▶ WHAT IS REQUIRED: In the reflection on Jeremiah's land purchase, how long was the national exile before the promised restoration of Jerusalem?

▶ DOCUMENT PASSAGE:

“Nothing is too hard” for God. God reminded Jeremiah of this just after he warned his prophet of the coming destruction of Jerusalem, where Jeremiah lived and ministered (see Jer. 32). And with this warning God also promised a time to come when Jerusalem would again be restored. Then everything would be OK. God, after all, is still in charge of world affairs.
To underline his point God told Jeremiah to invest in some local property. This startled the prophet since buying worthless property just outside a doomed city didn’t make sense. The money would be wasted. Yet it was also true that money was meaningless at this point in Jerusalem’s history. Spare cash doesn’t do much in a complete national meltdown.
So timing is everything. The coming destruction and exile of Jerusalem was just around the corner while the promised restoration would only come after a seventy-year national exile. Jeremiah would die of old age long before that restoration, so the land purchase was actually God’s gesture through Jeremiah to give hope to his readers—a good future was still to come.
God’s power over evil that Jeremiah illustrated still stands. Even today nothing is too hard for God—whether it’s the near-term collapse of a marriage, a business, a church, or a nation. God is in charge even when evil seems to be overwhelming. He’s always working behind the scenes.
This key lesson of faith needs to be underlined. God is not the author of evil. But he allows those who make godless choices to taste the tragic fruit of those choices. It may be through broken marriages, lost businesses, dissolved churches, collapsed nations, or all of the above. And these tragic values also entangle innocent neighbors—the modern counterparts of Jeremiah. Yet God never lets evil or the Evil One win in the end. Nothing is too hard for God. Paul also affirmed this in Romans 8: “for those who love God all things work together for good.”
Of course most of us wish God’s good would come sooner rather than later!
What does Jeremiah’s assurance mean to us today? Here’s one thought. We might want to revise some of our songs! Today a number of church worship songs insist that if God is on our side we’re secure. The idea seems to be that we’re sure to be safe if we sing these choruses with hearty devotion and arms raised.
It’s a nice sentiment. But the idea that if God is on our side we’re safe from hardships or tragedies is biblical nonsense. And it’s even more tragic if, when we taste the bitter fruit of living in a fallen world, we then think God has lost his grip.
Hebrews 11:36-38 keeps us in focus. This part of the “faith chapter” of the Bible follows encouraging stories of faithful saints: Abraham, Sarah, Jacob, Moses, and others. Yet this section lists those who received God’s promises only after they died. Who were mocked, flogged, stoned, sawn in half, and killed by the sword. Not exactly a Sunday worship theme.
Paul had a clearer view of life and faith when he spoke of being crucified with Christ. He knew that sweet circumstances aren’t promised in a fallen world. Instead we’re called to embrace Jesus who was crucified by rulers of the present age. And who, once dead, returned to life. Nothing, after all, is too hard for God! And all of us who live by faith are assured of a future resurrection home with our Lord where every tear is dried and every sorrow is left behind.
So it’s true and we can sing about it: for those who love Jesus it’s all OK. But be patient!

▶ PROVIDED RECORDS:

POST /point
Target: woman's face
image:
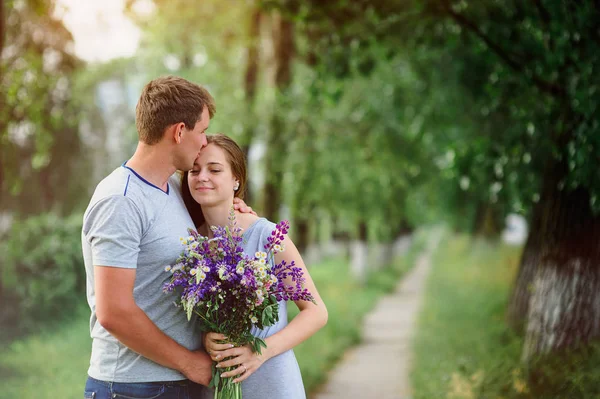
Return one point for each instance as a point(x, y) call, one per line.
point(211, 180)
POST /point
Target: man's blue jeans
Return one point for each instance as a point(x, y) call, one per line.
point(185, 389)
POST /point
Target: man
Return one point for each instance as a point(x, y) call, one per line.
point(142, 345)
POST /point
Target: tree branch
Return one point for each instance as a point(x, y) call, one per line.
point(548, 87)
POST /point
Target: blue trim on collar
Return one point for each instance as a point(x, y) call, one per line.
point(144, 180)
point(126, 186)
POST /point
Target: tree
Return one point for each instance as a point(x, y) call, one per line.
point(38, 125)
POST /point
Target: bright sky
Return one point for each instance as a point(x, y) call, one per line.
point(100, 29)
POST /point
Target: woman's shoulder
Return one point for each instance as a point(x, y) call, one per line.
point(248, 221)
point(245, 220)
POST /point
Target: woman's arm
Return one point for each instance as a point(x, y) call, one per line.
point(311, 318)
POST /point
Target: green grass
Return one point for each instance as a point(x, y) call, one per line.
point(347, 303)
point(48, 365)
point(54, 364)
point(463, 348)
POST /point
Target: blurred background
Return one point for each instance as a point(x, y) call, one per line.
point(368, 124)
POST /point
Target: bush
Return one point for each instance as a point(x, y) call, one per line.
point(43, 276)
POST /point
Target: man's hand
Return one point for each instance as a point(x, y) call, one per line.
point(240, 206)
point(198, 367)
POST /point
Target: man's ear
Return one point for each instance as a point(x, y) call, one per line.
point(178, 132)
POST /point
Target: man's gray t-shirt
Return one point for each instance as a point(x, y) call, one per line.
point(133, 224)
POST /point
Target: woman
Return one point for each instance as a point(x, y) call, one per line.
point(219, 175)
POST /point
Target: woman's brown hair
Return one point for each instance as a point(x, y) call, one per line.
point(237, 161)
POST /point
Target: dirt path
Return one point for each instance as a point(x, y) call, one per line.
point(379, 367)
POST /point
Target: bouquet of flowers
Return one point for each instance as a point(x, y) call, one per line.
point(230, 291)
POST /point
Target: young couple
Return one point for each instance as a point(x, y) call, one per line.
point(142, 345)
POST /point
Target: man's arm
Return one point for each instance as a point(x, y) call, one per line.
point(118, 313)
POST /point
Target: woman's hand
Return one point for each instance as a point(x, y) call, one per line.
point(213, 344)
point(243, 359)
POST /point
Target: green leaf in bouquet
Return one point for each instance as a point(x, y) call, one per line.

* * *

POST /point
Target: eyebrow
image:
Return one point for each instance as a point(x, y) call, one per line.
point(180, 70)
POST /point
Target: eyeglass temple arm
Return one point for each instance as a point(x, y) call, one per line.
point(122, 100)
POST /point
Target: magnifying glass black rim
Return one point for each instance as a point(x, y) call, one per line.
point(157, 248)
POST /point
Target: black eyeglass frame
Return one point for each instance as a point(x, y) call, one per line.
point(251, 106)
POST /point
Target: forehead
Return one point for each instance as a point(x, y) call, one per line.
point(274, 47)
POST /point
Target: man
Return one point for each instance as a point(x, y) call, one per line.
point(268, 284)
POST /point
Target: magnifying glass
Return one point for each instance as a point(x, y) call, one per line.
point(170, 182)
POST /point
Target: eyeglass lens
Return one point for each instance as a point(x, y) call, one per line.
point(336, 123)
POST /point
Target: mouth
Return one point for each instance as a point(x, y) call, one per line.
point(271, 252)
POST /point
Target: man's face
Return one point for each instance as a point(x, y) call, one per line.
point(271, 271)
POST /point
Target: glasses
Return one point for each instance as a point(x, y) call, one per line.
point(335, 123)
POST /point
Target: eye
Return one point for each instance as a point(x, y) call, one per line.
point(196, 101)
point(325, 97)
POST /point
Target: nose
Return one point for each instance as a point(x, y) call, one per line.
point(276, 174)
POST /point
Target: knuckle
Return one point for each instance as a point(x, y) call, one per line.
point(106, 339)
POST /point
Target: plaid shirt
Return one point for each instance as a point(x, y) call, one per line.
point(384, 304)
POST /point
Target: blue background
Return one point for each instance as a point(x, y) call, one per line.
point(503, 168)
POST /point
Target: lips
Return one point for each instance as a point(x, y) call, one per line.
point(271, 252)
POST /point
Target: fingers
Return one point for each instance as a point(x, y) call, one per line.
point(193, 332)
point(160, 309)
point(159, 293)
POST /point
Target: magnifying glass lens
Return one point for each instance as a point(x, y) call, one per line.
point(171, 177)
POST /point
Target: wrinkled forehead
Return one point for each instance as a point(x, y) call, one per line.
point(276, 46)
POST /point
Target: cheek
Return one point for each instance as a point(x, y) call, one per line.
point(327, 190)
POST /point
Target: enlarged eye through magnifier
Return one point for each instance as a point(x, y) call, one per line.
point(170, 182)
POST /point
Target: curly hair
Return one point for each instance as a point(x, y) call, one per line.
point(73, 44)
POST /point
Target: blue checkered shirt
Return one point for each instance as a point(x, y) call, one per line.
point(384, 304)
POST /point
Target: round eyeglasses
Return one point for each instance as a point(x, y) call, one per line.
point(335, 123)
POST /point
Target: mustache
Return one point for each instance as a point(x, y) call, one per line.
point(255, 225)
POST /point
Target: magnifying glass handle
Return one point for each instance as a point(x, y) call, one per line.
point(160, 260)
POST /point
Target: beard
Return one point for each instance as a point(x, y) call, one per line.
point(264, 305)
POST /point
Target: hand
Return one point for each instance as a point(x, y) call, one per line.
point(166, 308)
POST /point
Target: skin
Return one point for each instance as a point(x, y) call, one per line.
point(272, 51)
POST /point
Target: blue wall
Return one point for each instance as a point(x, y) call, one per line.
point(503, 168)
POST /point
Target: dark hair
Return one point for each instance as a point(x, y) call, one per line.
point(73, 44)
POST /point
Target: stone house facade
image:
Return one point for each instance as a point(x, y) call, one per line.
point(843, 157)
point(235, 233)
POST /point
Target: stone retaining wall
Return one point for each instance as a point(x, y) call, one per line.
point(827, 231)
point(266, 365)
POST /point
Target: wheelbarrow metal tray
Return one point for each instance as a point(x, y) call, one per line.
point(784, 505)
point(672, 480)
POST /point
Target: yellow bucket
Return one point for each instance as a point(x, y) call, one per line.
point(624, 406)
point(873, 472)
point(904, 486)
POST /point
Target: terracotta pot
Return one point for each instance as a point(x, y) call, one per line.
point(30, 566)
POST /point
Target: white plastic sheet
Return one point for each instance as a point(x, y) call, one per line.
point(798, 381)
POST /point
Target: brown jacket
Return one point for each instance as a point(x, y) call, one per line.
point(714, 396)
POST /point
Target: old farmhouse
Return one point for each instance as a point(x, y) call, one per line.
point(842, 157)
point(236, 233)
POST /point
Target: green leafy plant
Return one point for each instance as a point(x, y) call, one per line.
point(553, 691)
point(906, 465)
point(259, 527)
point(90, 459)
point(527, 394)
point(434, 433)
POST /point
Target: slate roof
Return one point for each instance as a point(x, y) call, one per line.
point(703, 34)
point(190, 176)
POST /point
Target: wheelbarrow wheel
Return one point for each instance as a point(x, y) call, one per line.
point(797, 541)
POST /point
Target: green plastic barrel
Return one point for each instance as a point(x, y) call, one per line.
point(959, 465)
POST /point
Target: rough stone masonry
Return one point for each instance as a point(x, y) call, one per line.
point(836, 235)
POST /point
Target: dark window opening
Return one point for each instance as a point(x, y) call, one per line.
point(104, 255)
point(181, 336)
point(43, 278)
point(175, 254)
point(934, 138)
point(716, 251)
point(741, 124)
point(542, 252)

* * *

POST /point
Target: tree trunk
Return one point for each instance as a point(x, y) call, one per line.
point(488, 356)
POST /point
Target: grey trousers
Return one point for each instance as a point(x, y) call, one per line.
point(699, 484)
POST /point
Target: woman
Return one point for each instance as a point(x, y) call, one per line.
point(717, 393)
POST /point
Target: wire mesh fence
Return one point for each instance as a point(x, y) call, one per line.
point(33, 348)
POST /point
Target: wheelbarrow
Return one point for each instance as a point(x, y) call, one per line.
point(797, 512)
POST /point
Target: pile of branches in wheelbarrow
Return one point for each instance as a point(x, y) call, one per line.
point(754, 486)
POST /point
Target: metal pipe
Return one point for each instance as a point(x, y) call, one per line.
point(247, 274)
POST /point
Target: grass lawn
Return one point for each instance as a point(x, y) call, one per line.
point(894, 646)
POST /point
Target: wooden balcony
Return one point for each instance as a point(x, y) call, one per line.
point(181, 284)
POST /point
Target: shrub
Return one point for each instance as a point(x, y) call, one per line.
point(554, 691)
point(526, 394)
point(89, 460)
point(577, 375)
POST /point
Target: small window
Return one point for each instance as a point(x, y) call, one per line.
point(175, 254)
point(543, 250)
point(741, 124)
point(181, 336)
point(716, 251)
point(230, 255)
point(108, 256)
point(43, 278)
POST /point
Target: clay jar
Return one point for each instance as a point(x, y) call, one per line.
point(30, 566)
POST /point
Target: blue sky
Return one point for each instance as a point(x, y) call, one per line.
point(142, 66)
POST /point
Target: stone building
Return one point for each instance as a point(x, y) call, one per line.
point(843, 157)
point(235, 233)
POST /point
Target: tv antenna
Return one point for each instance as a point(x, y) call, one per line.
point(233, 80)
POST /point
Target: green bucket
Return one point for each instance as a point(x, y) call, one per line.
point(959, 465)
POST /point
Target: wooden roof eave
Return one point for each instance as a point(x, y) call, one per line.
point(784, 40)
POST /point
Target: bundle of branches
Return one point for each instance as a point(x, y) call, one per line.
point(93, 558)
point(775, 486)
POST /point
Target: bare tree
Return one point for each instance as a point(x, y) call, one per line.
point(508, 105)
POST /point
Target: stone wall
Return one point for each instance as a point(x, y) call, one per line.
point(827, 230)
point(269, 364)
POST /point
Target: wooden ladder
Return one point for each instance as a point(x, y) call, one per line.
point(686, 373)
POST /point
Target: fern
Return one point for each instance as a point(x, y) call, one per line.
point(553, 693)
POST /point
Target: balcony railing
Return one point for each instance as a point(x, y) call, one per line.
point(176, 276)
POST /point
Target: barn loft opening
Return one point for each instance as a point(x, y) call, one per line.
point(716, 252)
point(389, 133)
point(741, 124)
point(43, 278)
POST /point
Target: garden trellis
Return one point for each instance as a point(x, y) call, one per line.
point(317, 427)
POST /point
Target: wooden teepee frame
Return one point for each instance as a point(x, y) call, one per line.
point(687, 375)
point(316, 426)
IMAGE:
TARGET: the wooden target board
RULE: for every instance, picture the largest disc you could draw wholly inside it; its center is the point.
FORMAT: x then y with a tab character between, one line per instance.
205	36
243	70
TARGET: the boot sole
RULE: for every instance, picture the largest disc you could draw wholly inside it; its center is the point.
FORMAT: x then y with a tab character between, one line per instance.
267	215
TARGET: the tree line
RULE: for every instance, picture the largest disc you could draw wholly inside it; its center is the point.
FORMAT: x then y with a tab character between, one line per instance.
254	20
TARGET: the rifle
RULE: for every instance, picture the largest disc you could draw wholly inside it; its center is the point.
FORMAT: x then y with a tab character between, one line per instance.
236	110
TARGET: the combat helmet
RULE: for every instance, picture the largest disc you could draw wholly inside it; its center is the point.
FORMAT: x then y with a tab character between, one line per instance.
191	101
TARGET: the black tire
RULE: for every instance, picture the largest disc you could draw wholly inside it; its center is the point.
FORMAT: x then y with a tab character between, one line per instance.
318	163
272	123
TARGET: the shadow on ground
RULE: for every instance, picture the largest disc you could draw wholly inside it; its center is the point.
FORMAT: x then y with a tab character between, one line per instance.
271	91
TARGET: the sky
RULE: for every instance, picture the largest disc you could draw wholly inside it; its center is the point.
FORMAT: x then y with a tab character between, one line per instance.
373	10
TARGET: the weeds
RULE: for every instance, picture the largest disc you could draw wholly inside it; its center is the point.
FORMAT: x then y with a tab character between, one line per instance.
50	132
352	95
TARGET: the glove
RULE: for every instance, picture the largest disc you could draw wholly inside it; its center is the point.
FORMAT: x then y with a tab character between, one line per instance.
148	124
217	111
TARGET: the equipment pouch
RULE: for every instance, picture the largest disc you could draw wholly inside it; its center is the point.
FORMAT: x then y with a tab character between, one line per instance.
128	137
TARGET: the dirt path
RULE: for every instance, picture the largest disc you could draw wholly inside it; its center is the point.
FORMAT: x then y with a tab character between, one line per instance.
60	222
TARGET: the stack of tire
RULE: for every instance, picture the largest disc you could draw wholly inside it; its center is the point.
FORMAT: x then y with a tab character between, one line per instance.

▶ ANSWER SPACE: Seventy years.